__WHAT IS EXPECTED__:
Output the following lines verbatim, omitting the pictures.

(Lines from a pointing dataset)
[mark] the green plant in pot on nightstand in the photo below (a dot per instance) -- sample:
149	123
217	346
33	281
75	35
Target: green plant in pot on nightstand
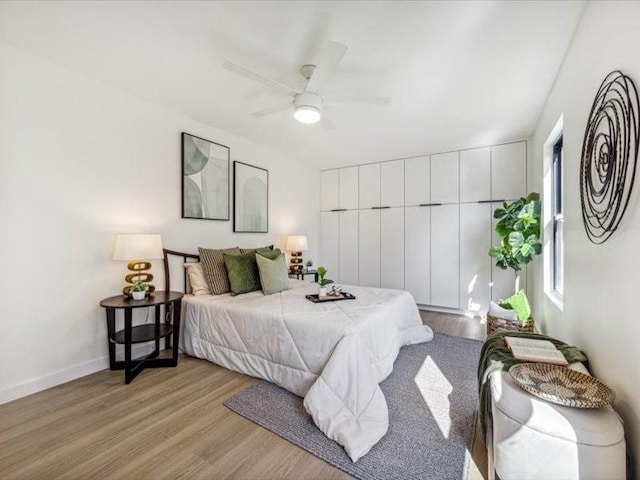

__PROBLEM SOLUTION__:
[mark] the green plant in pot on nightstand in the photo below (a dot per instance) -- sample:
149	123
217	346
33	281
75	35
Target: green plant in pot on nightstand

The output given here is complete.